> [Article]:
There are lines in the wood on the bedside table. Just one small area with slight scratches in a circle, from the bottom of my tea cup. There’s another deeper and lighter scratch from Elsie pulling my mug across the tabletop right as I said oooh, don’t touch.
These lines are familiar now, a place to set my tea cup every night when I climb under the covers to read.
I notice that bigger and deeper scratch on the table sometimes. I think of Elsie. The way she climbs and pulls everything off of things and is so fearless and yes, defiant. I smile, even though it’s not easy sometimes, these days with a toddler so fierce. This girl is mighty and she will let you know with her roar. Then she’ll come close and put her head on your lap while softly saying aaahhhh. This is the only way she has to say she’s sorry for the outburst.
She shouts when we’re in the car, saying a different version of aaah ah aaaah until we remember that all she wants is music. Loud.
Every night she chats non-words to herself for about an hour before falling asleep. She’s all done being nursed and then all done even being rocked for a few minutes before transitioning to her crib. There it is, suddenly, the end of the baby stage. She has thrown us all straight into the little girl days. Her Daddy and I are both a bit stunned, looking back and forward at once, heads shaking.

> [Data listing]:
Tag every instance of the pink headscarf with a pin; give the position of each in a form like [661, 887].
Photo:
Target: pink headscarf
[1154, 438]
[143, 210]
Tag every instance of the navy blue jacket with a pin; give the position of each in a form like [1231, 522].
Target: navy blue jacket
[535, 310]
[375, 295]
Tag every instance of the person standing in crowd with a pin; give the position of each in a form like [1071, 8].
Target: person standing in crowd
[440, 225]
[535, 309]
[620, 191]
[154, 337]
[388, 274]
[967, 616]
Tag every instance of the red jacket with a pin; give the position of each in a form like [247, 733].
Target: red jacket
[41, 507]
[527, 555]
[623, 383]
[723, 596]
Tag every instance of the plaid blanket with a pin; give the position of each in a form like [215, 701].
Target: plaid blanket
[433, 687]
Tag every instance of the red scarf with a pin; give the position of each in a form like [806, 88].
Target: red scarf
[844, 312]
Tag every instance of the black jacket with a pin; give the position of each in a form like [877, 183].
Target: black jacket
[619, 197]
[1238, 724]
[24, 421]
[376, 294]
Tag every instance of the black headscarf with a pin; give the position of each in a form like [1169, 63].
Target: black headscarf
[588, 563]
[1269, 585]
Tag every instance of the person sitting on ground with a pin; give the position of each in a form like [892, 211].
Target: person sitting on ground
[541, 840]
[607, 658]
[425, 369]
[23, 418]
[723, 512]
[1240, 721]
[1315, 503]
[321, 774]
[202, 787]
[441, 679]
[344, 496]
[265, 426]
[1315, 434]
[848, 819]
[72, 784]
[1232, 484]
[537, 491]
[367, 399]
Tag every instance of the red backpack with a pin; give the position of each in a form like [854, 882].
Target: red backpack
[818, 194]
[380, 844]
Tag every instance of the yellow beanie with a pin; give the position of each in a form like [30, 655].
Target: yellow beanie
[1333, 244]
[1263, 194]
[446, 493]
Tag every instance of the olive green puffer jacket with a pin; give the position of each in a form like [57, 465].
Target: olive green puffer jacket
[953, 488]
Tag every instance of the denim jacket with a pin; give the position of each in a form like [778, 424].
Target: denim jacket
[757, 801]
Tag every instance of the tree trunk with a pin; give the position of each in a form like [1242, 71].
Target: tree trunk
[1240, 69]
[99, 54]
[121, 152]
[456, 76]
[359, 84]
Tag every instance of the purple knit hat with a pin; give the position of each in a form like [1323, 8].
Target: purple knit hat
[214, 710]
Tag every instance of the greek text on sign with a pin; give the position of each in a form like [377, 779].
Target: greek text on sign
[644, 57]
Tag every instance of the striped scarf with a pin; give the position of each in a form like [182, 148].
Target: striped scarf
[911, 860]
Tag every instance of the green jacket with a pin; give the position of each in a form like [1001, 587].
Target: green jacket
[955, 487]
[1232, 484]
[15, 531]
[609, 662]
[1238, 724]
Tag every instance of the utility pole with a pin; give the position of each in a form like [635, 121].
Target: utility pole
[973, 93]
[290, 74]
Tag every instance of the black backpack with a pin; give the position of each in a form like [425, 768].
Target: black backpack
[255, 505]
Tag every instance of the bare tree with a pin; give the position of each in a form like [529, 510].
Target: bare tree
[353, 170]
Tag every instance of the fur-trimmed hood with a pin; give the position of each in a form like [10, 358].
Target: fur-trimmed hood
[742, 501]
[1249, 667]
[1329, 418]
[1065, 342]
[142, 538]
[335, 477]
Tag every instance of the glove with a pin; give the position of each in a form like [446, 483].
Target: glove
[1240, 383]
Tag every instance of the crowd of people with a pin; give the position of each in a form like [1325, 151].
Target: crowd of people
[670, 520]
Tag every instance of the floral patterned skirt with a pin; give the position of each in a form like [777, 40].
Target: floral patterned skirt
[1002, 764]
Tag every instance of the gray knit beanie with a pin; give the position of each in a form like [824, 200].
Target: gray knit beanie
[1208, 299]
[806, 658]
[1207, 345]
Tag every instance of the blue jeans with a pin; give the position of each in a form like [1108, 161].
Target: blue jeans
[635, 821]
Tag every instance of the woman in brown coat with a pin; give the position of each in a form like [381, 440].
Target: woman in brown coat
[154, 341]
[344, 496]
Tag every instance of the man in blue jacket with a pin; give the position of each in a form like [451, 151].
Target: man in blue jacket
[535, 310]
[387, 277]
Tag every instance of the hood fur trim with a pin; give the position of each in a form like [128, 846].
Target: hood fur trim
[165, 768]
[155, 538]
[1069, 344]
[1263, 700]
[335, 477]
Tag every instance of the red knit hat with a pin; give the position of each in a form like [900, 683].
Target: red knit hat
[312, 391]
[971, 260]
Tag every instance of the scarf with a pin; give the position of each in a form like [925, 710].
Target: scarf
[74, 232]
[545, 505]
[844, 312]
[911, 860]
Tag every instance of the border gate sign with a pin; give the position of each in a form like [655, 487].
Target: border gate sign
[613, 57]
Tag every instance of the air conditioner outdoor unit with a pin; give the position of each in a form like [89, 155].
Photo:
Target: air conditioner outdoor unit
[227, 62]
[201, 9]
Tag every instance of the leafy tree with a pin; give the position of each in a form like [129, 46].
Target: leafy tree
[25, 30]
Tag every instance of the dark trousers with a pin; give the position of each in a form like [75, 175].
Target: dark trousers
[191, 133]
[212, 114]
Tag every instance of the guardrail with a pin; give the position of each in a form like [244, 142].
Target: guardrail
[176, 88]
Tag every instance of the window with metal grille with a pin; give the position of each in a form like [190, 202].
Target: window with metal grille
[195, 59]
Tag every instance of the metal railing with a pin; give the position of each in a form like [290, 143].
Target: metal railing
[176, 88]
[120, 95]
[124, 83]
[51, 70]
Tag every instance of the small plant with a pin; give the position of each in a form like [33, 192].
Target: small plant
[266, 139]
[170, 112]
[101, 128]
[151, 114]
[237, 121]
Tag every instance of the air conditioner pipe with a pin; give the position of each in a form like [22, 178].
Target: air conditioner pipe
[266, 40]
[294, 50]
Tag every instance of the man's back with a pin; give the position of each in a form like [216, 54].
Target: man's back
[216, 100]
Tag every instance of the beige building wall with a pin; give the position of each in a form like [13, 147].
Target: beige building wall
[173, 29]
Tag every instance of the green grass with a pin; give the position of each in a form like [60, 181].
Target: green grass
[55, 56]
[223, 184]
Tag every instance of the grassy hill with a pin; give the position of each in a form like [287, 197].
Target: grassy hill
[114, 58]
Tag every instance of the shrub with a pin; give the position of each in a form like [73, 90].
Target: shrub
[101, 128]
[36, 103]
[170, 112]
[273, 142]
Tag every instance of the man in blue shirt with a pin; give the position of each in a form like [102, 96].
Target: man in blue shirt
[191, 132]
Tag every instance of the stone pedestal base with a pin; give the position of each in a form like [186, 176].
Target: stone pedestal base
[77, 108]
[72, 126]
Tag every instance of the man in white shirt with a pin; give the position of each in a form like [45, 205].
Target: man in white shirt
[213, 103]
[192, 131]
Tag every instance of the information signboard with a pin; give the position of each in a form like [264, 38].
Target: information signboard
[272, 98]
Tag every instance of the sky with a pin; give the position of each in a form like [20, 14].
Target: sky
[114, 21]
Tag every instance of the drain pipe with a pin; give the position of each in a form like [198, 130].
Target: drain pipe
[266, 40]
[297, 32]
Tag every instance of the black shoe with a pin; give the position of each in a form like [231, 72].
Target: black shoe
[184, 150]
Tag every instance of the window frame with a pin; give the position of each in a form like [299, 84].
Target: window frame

> [What you are asked to do]:
Turn the paragraph of the post about Elsie that begins "Every night she chats" into a short bulleted list of its main facts. The data above plays no part in this exercise.

> [Solution for this task]:
- Each night Elsie chatters non-words to herself for about an hour before falling asleep.
- She is done with nursing, and even with being rocked for a few minutes before going into her crib.
- The baby stage has suddenly ended, and the little girl days have begun.
- Both of her parents are a bit stunned, looking back and forward at once.